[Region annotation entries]
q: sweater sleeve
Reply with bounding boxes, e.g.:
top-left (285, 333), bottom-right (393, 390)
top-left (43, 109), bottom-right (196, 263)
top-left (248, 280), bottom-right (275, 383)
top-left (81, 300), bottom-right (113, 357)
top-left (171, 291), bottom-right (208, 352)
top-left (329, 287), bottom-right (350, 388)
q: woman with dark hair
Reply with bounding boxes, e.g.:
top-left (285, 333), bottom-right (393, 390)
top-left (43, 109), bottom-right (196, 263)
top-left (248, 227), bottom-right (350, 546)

*YOUR GOAL*. Convert every line of the listing above into a Markdown table with the columns Number and Listing line, numbering the rows in order and omitting any blank lines.

*SOLUTION TO THE EXERCISE*.
| Number | Listing line |
|---|---|
| 1 | q: sweater sleeve |
| 2 | Reply with bounding boxes, e.g.: |
| 3 | top-left (285, 333), bottom-right (393, 390) |
| 4 | top-left (43, 109), bottom-right (196, 263) |
| 5 | top-left (248, 280), bottom-right (275, 383) |
| 6 | top-left (81, 300), bottom-right (113, 357) |
| 7 | top-left (171, 291), bottom-right (208, 352) |
| 8 | top-left (329, 287), bottom-right (350, 388) |
| 9 | q: woman with dark hair |
| 10 | Reply with bounding boxes, e.g.: |
| 11 | top-left (285, 333), bottom-right (393, 390) |
| 12 | top-left (43, 109), bottom-right (196, 263) |
| 13 | top-left (248, 227), bottom-right (350, 546) |